### BAHAN YANG DIBERIKAN
◆ ◆ ◆

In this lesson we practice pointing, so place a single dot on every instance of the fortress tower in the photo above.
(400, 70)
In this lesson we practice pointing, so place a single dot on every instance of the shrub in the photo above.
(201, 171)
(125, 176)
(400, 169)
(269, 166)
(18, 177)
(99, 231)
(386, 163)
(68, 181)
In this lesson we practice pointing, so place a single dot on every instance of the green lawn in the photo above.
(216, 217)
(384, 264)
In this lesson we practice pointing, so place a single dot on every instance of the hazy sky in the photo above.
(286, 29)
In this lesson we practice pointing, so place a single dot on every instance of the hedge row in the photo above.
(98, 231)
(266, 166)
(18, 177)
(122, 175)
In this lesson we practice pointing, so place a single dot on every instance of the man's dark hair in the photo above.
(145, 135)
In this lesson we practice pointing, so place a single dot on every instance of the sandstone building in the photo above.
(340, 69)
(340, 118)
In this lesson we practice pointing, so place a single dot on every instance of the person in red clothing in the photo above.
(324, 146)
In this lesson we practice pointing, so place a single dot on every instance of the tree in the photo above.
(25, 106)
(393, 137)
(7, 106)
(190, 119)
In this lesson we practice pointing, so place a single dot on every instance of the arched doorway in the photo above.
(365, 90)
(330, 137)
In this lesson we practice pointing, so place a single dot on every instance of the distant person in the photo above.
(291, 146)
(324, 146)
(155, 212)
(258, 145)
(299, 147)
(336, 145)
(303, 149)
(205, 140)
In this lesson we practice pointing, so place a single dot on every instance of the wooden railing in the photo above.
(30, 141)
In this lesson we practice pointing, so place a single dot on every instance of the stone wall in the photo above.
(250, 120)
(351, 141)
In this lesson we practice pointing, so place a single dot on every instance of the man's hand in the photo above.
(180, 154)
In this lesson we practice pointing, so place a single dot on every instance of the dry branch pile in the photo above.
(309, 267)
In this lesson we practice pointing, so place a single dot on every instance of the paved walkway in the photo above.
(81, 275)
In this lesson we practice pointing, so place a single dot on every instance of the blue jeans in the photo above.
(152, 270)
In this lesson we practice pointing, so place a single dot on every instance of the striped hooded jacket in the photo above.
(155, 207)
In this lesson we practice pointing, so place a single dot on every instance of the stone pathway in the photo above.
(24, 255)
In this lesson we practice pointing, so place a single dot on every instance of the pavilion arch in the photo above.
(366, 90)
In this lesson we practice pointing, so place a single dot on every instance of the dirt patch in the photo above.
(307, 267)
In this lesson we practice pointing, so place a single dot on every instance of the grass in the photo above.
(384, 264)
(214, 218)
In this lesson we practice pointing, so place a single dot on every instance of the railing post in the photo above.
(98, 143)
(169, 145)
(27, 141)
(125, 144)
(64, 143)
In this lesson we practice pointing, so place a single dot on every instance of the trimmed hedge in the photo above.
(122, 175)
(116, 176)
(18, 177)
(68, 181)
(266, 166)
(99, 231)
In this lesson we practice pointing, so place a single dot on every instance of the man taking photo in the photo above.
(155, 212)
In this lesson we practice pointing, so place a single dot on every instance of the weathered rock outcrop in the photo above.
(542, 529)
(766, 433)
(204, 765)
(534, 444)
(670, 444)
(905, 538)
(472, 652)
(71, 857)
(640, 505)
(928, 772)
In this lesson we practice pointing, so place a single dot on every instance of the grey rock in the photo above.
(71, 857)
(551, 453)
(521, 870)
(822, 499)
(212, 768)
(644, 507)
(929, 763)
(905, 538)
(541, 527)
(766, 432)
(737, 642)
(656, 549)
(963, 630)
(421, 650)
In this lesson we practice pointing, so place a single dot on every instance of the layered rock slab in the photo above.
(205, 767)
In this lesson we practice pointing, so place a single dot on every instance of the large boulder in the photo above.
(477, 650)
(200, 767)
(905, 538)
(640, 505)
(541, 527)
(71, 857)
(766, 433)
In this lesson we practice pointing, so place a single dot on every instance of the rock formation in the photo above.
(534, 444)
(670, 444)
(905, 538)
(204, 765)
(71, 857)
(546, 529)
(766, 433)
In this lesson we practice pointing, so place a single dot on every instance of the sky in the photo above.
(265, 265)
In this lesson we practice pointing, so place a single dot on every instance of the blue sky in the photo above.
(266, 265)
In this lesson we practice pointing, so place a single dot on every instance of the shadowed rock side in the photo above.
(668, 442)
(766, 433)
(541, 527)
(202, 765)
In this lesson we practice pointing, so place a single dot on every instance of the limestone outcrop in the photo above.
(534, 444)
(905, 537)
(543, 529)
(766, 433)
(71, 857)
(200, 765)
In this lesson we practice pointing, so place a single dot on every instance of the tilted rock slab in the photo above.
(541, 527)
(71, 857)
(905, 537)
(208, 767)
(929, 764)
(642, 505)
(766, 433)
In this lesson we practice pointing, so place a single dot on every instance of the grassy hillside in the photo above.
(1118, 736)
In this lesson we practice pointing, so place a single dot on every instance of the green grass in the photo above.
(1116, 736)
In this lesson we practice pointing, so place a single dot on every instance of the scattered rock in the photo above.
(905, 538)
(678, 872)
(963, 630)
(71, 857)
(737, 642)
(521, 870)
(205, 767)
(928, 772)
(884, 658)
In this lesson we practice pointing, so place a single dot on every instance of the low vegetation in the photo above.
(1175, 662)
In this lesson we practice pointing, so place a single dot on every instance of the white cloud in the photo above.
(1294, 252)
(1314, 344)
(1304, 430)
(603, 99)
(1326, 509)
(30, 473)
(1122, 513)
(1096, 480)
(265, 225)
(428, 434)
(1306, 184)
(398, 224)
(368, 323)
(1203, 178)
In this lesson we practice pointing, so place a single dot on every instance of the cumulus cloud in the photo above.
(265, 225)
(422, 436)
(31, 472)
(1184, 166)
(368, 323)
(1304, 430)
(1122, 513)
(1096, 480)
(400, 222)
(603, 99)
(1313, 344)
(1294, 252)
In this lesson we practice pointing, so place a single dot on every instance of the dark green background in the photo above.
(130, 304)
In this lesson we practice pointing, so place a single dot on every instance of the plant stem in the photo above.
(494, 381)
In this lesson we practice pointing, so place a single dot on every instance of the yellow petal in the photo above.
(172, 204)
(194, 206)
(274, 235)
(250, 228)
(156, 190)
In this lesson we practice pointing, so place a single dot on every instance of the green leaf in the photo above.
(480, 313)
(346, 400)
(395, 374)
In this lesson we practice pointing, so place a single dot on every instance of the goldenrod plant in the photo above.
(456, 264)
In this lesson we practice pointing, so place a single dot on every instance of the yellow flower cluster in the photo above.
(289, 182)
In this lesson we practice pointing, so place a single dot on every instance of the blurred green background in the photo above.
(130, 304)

◆ ◆ ◆

### PETUNJUK
Masukkan seluruh baris bahan di atas ke dalam daftar bernomor dan lewati baris yang kosong.

### JAWABAN TERTULIS
1. In this lesson we practice pointing, so place a single dot on every instance of the fortress tower in the photo above.
2. (400, 70)
3. In this lesson we practice pointing, so place a single dot on every instance of the shrub in the photo above.
4. (201, 171)
5. (125, 176)
6. (400, 169)
7. (269, 166)
8. (18, 177)
9. (99, 231)
10. (386, 163)
11. (68, 181)
12. In this lesson we practice pointing, so place a single dot on every instance of the green lawn in the photo above.
13. (216, 217)
14. (384, 264)
15. In this lesson we practice pointing, so place a single dot on every instance of the hazy sky in the photo above.
16. (286, 29)
17. In this lesson we practice pointing, so place a single dot on every instance of the hedge row in the photo above.
18. (98, 231)
19. (266, 166)
20. (18, 177)
21. (122, 175)
22. In this lesson we practice pointing, so place a single dot on every instance of the man's dark hair in the photo above.
23. (145, 135)
24. In this lesson we practice pointing, so place a single dot on every instance of the sandstone building in the photo above.
25. (340, 69)
26. (340, 118)
27. In this lesson we practice pointing, so place a single dot on every instance of the person in red clothing in the photo above.
28. (324, 146)
29. In this lesson we practice pointing, so place a single dot on every instance of the tree in the photo above.
30. (25, 106)
31. (393, 137)
32. (7, 106)
33. (190, 119)
34. In this lesson we practice pointing, so place a single dot on every instance of the arched doorway in the photo above.
35. (365, 90)
36. (330, 137)
37. In this lesson we practice pointing, so place a single dot on every instance of the distant person in the photo above.
38. (291, 146)
39. (324, 146)
40. (155, 212)
41. (258, 145)
42. (299, 147)
43. (336, 145)
44. (303, 149)
45. (205, 140)
46. In this lesson we practice pointing, so place a single dot on every instance of the wooden railing in the photo above.
47. (30, 141)
48. In this lesson we practice pointing, so place a single dot on every instance of the stone wall in the photo above.
49. (250, 120)
50. (351, 141)
51. In this lesson we practice pointing, so place a single dot on every instance of the man's hand in the photo above.
52. (180, 154)
53. In this lesson we practice pointing, so place a single dot on every instance of the dry branch pile in the photo above.
54. (309, 267)
55. In this lesson we practice pointing, so place a single dot on every instance of the paved walkway in the photo above.
56. (81, 275)
57. In this lesson we practice pointing, so place a single dot on every instance of the blue jeans in the photo above.
58. (152, 270)
59. In this lesson we practice pointing, so place a single dot on every instance of the striped hooded jacket in the photo above.
60. (155, 207)
61. In this lesson we practice pointing, so place a single dot on every instance of the stone pathway in the photo above.
62. (24, 255)
63. In this lesson we practice pointing, so place a single dot on every instance of the pavilion arch in the photo above.
64. (366, 90)
65. In this lesson we practice pointing, so place a single dot on every instance of the dirt patch in the photo above.
66. (307, 267)
67. In this lesson we practice pointing, so place a single dot on every instance of the grass in the photo above.
68. (384, 264)
69. (214, 218)
70. In this lesson we practice pointing, so place a single dot on every instance of the railing post in the photo above.
71. (98, 143)
72. (169, 145)
73. (27, 141)
74. (125, 144)
75. (64, 143)
76. In this lesson we practice pointing, so place a single dot on every instance of the trimmed hedge in the photo above.
77. (122, 175)
78. (116, 176)
79. (18, 177)
80. (68, 181)
81. (266, 166)
82. (99, 231)
83. In this lesson we practice pointing, so place a single dot on every instance of the man taking photo in the photo above.
84. (155, 212)
85. In this lesson we practice pointing, so place a single dot on every instance of the weathered rock outcrop in the photo above.
86. (542, 529)
87. (766, 433)
88. (204, 765)
89. (534, 444)
90. (670, 444)
91. (905, 538)
92. (472, 652)
93. (71, 857)
94. (640, 505)
95. (928, 772)
96. In this lesson we practice pointing, so place a single dot on every instance of the grey rock in the photo above.
97. (71, 857)
98. (551, 453)
99. (521, 870)
100. (822, 499)
101. (212, 768)
102. (644, 507)
103. (929, 763)
104. (905, 538)
105. (541, 527)
106. (766, 432)
107. (737, 642)
108. (656, 549)
109. (963, 630)
110. (421, 650)
111. In this lesson we practice pointing, so place a single dot on every instance of the layered rock slab in the photo above.
112. (205, 767)
113. In this lesson we practice pointing, so place a single dot on every instance of the large boulder in the photo above.
114. (477, 650)
115. (200, 767)
116. (905, 538)
117. (640, 505)
118. (541, 527)
119. (71, 857)
120. (766, 433)
121. In this lesson we practice pointing, so place a single dot on every instance of the rock formation in the photo above.
122. (534, 444)
123. (670, 444)
124. (905, 538)
125. (204, 765)
126. (71, 857)
127. (546, 529)
128. (766, 433)
129. In this lesson we practice pointing, so place a single dot on every instance of the sky in the photo above.
130. (265, 265)
131. In this lesson we practice pointing, so place a single dot on every instance of the blue sky in the photo above.
132. (266, 265)
133. In this lesson we practice pointing, so place a single dot on every instance of the shadowed rock side in the photo above.
134. (668, 442)
135. (766, 433)
136. (541, 527)
137. (202, 765)
138. In this lesson we practice pointing, so place a single dot on every instance of the limestone outcrop in the photo above.
139. (534, 444)
140. (905, 537)
141. (543, 529)
142. (766, 433)
143. (71, 857)
144. (200, 765)
145. In this lesson we practice pointing, so place a single dot on every instance of the tilted rock slab in the photo above.
146. (541, 527)
147. (71, 857)
148. (905, 537)
149. (208, 767)
150. (929, 764)
151. (642, 505)
152. (766, 433)
153. In this lesson we practice pointing, so place a single dot on every instance of the grassy hillside in the photo above.
154. (1118, 736)
155. In this lesson we practice pointing, so place a single dot on every instance of the green grass in the photo above.
156. (1116, 736)
157. In this lesson we practice pointing, so place a single dot on every instance of the scattered rock in the photo above.
158. (905, 538)
159. (678, 872)
160. (963, 630)
161. (71, 857)
162. (737, 642)
163. (521, 870)
164. (205, 767)
165. (928, 772)
166. (884, 658)
167. In this lesson we practice pointing, so place a single dot on every instance of the low vegetation in the photo above.
168. (1175, 662)
169. In this lesson we practice pointing, so place a single dot on every instance of the white cloud in the photo above.
170. (1294, 252)
171. (1314, 344)
172. (1304, 430)
173. (603, 99)
174. (1326, 509)
175. (30, 473)
176. (1122, 513)
177. (1096, 480)
178. (265, 225)
179. (428, 434)
180. (1306, 184)
181. (398, 224)
182. (368, 323)
183. (1203, 178)
184. In this lesson we practice pointing, so place a single dot on every instance of the cumulus cloud in the photo above.
185. (265, 225)
186. (422, 436)
187. (31, 472)
188. (1184, 166)
189. (368, 323)
190. (1304, 430)
191. (1122, 513)
192. (1096, 480)
193. (400, 222)
194. (603, 99)
195. (1313, 344)
196. (1294, 252)
197. In this lesson we practice pointing, so place a single dot on every instance of the dark green background in the photo above.
198. (130, 304)
199. In this lesson we practice pointing, so place a single dot on every instance of the plant stem in the photo above.
200. (494, 381)
201. In this lesson we practice pointing, so place a single dot on every instance of the yellow petal in the photo above.
202. (172, 204)
203. (194, 206)
204. (274, 235)
205. (250, 228)
206. (156, 190)
207. In this lesson we practice pointing, so place a single dot on every instance of the green leaf in the photo above.
208. (480, 313)
209. (346, 400)
210. (395, 374)
211. In this lesson we practice pointing, so place a single dot on every instance of the goldenrod plant in the photo above.
212. (456, 264)
213. In this lesson we practice pointing, so place a single dot on every instance of the yellow flower cluster in the photo above.
214. (289, 182)
215. In this lesson we practice pointing, so place a single dot on every instance of the blurred green background in the photo above.
216. (130, 304)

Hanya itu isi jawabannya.